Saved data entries
○ ○ ○
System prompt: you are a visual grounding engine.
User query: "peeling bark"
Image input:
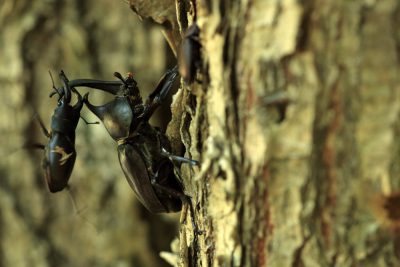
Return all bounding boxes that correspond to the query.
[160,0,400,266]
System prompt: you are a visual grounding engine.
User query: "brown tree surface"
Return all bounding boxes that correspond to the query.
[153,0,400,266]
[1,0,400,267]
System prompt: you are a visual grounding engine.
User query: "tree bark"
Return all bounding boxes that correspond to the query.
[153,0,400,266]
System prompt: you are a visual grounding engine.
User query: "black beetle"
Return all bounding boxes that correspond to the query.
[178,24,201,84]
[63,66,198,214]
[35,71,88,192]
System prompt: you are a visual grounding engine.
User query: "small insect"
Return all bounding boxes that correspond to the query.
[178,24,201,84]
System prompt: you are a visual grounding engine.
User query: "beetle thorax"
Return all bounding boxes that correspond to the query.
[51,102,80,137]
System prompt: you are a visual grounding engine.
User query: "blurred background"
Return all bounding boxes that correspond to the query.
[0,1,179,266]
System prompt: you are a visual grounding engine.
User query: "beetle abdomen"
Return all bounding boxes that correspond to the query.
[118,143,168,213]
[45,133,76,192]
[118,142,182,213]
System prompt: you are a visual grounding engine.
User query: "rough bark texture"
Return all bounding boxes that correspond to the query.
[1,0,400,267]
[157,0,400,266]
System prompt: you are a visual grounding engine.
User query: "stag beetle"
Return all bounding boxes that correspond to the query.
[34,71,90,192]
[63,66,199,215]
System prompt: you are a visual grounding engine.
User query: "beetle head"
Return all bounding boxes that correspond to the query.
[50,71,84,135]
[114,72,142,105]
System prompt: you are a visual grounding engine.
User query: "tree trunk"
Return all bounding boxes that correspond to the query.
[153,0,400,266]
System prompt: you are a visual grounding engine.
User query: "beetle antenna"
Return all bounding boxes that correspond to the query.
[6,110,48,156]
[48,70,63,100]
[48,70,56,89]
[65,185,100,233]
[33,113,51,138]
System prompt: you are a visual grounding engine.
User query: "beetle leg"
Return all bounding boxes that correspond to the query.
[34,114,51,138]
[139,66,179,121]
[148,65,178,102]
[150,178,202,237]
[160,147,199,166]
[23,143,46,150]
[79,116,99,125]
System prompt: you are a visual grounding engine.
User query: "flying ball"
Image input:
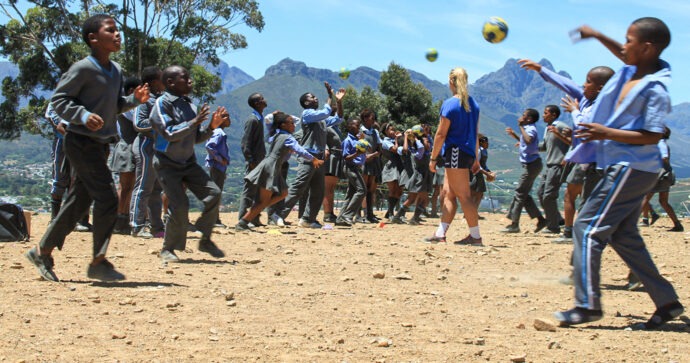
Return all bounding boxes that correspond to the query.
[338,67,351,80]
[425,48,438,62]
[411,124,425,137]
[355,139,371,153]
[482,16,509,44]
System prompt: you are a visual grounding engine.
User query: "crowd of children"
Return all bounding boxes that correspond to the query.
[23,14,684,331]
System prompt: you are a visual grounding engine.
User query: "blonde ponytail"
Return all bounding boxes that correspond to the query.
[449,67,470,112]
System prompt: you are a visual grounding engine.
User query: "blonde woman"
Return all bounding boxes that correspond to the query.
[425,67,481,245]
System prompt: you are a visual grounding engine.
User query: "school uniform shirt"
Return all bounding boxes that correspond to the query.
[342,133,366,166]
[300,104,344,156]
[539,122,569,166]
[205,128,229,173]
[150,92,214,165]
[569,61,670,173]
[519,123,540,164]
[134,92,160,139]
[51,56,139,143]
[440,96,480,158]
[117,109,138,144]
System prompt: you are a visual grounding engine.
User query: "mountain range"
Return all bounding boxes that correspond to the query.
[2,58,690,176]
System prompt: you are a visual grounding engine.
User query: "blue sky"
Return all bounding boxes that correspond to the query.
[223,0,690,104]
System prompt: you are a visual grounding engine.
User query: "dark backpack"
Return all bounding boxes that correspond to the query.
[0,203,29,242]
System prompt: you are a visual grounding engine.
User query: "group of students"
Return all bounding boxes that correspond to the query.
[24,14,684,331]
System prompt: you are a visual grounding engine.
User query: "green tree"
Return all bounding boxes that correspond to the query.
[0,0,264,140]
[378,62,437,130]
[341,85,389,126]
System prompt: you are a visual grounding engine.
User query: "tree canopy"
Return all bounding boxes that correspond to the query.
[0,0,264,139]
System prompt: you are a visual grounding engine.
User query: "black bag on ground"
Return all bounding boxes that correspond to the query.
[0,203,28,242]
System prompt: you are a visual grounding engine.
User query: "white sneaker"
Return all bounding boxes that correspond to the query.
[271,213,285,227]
○ ○ ○
PROBLEM STATEMENT -
Looking at the data above, count each line that holds the word "tree" and report the count alone.

RESULT -
5